__Problem details__:
The entries below should be copied exactly and completely.

'''

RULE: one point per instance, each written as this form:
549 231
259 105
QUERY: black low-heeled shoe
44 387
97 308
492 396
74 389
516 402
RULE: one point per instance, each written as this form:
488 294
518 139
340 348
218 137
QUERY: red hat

'''

__Written reply__:
RULE: one point per instance, each written as this form:
549 231
259 105
QUERY: black low-heeled shoe
44 387
97 308
492 396
74 389
516 402
RULE: one point per instance, each written as this form:
488 294
518 139
340 348
218 137
QUERY: red hat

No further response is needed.